--- start DATA RECORDS ---

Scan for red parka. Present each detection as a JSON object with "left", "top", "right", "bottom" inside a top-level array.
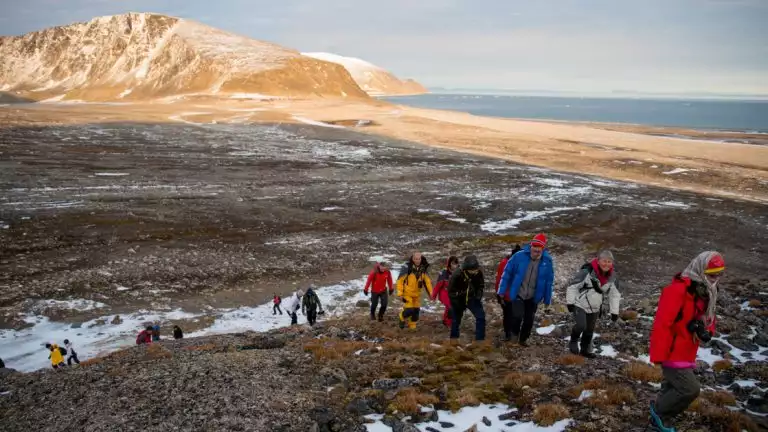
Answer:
[{"left": 650, "top": 275, "right": 715, "bottom": 364}]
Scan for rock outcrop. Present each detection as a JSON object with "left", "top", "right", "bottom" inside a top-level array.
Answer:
[
  {"left": 0, "top": 13, "right": 367, "bottom": 101},
  {"left": 304, "top": 52, "right": 428, "bottom": 96}
]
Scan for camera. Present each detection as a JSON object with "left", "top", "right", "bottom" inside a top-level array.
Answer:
[{"left": 687, "top": 320, "right": 712, "bottom": 343}]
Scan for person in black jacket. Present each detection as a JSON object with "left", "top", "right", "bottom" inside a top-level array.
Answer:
[{"left": 448, "top": 255, "right": 485, "bottom": 341}]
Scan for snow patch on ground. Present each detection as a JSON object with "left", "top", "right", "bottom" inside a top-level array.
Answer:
[{"left": 365, "top": 404, "right": 573, "bottom": 432}]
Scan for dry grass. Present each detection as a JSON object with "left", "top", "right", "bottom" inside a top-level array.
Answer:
[
  {"left": 688, "top": 400, "right": 763, "bottom": 432},
  {"left": 699, "top": 390, "right": 737, "bottom": 406},
  {"left": 183, "top": 344, "right": 216, "bottom": 351},
  {"left": 390, "top": 388, "right": 440, "bottom": 415},
  {"left": 533, "top": 403, "right": 571, "bottom": 426},
  {"left": 147, "top": 343, "right": 173, "bottom": 360},
  {"left": 712, "top": 359, "right": 733, "bottom": 372},
  {"left": 624, "top": 362, "right": 664, "bottom": 382},
  {"left": 619, "top": 310, "right": 638, "bottom": 321},
  {"left": 501, "top": 372, "right": 551, "bottom": 391},
  {"left": 555, "top": 354, "right": 585, "bottom": 366}
]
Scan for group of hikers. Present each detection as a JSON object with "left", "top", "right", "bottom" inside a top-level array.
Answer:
[
  {"left": 272, "top": 286, "right": 325, "bottom": 326},
  {"left": 363, "top": 234, "right": 725, "bottom": 432}
]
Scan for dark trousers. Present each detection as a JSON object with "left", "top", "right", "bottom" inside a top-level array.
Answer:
[
  {"left": 307, "top": 307, "right": 317, "bottom": 325},
  {"left": 511, "top": 297, "right": 539, "bottom": 343},
  {"left": 571, "top": 307, "right": 600, "bottom": 353},
  {"left": 656, "top": 367, "right": 701, "bottom": 421},
  {"left": 451, "top": 298, "right": 485, "bottom": 341},
  {"left": 371, "top": 291, "right": 389, "bottom": 319}
]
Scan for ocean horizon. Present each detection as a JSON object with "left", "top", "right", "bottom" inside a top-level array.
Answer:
[{"left": 382, "top": 92, "right": 768, "bottom": 134}]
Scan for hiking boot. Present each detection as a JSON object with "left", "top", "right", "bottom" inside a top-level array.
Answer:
[
  {"left": 568, "top": 340, "right": 579, "bottom": 355},
  {"left": 650, "top": 402, "right": 677, "bottom": 432}
]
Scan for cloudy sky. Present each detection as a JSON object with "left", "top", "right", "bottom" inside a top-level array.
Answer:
[{"left": 0, "top": 0, "right": 768, "bottom": 95}]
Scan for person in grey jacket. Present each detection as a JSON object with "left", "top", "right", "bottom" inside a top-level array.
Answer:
[{"left": 565, "top": 250, "right": 621, "bottom": 358}]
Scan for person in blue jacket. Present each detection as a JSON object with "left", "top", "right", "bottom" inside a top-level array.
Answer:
[{"left": 496, "top": 234, "right": 555, "bottom": 346}]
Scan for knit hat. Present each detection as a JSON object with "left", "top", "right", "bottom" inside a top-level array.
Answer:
[
  {"left": 531, "top": 233, "right": 547, "bottom": 247},
  {"left": 597, "top": 249, "right": 615, "bottom": 261},
  {"left": 461, "top": 255, "right": 480, "bottom": 270}
]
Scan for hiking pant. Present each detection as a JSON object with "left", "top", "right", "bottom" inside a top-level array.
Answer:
[
  {"left": 371, "top": 291, "right": 389, "bottom": 319},
  {"left": 510, "top": 297, "right": 539, "bottom": 343},
  {"left": 451, "top": 298, "right": 485, "bottom": 341},
  {"left": 307, "top": 307, "right": 317, "bottom": 325},
  {"left": 571, "top": 306, "right": 600, "bottom": 353},
  {"left": 656, "top": 367, "right": 701, "bottom": 420}
]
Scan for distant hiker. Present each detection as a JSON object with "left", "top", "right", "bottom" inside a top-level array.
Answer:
[
  {"left": 45, "top": 344, "right": 66, "bottom": 369},
  {"left": 285, "top": 289, "right": 304, "bottom": 325},
  {"left": 397, "top": 252, "right": 432, "bottom": 330},
  {"left": 64, "top": 339, "right": 80, "bottom": 366},
  {"left": 650, "top": 251, "right": 725, "bottom": 432},
  {"left": 136, "top": 326, "right": 152, "bottom": 345},
  {"left": 363, "top": 262, "right": 395, "bottom": 321},
  {"left": 448, "top": 255, "right": 485, "bottom": 341},
  {"left": 432, "top": 255, "right": 459, "bottom": 329},
  {"left": 565, "top": 249, "right": 621, "bottom": 358},
  {"left": 497, "top": 234, "right": 555, "bottom": 346},
  {"left": 301, "top": 286, "right": 323, "bottom": 326},
  {"left": 494, "top": 244, "right": 523, "bottom": 340}
]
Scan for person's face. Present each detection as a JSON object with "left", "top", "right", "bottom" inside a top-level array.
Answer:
[{"left": 597, "top": 258, "right": 613, "bottom": 273}]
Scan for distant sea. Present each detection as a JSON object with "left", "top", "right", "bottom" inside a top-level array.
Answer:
[{"left": 384, "top": 93, "right": 768, "bottom": 133}]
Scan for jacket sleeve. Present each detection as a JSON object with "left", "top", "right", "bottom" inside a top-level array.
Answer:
[
  {"left": 496, "top": 255, "right": 517, "bottom": 296},
  {"left": 649, "top": 283, "right": 685, "bottom": 363},
  {"left": 494, "top": 258, "right": 509, "bottom": 292},
  {"left": 608, "top": 279, "right": 621, "bottom": 315},
  {"left": 363, "top": 270, "right": 376, "bottom": 291},
  {"left": 565, "top": 269, "right": 588, "bottom": 304}
]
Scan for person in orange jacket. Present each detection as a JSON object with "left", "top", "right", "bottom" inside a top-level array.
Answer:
[
  {"left": 649, "top": 251, "right": 725, "bottom": 432},
  {"left": 432, "top": 255, "right": 459, "bottom": 328},
  {"left": 363, "top": 262, "right": 395, "bottom": 321}
]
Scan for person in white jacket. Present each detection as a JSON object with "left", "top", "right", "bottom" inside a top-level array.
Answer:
[
  {"left": 565, "top": 250, "right": 621, "bottom": 358},
  {"left": 283, "top": 289, "right": 304, "bottom": 325}
]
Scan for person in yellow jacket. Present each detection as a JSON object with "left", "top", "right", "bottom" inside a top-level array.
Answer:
[
  {"left": 45, "top": 344, "right": 64, "bottom": 369},
  {"left": 397, "top": 252, "right": 432, "bottom": 330}
]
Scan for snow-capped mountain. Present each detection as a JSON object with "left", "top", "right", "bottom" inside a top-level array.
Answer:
[
  {"left": 303, "top": 52, "right": 427, "bottom": 96},
  {"left": 0, "top": 13, "right": 367, "bottom": 101}
]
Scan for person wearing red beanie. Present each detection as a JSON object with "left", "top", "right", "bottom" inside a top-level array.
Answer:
[{"left": 496, "top": 233, "right": 555, "bottom": 346}]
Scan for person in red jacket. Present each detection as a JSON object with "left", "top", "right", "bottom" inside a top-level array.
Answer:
[
  {"left": 432, "top": 256, "right": 459, "bottom": 328},
  {"left": 136, "top": 326, "right": 154, "bottom": 345},
  {"left": 494, "top": 244, "right": 522, "bottom": 340},
  {"left": 650, "top": 251, "right": 725, "bottom": 432},
  {"left": 363, "top": 262, "right": 394, "bottom": 321}
]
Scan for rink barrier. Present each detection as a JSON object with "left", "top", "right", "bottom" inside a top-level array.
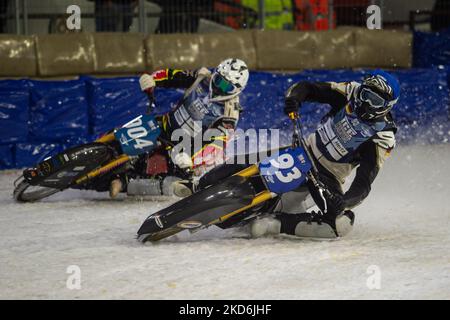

--- end DATA RECORDS ---

_REQUIRED WORK_. Return every line of the listing above that contains the string "snow", matching case exactly.

_THE RESPONSE_.
Scan for snow patch on ground. Present each detection as a JSON object with "left", "top", "right", "bottom" inside a top-level array.
Scan for snow-capped mountain. Present each detection as a JSON object with "left", "top", "right", "bottom" inside a top-level array.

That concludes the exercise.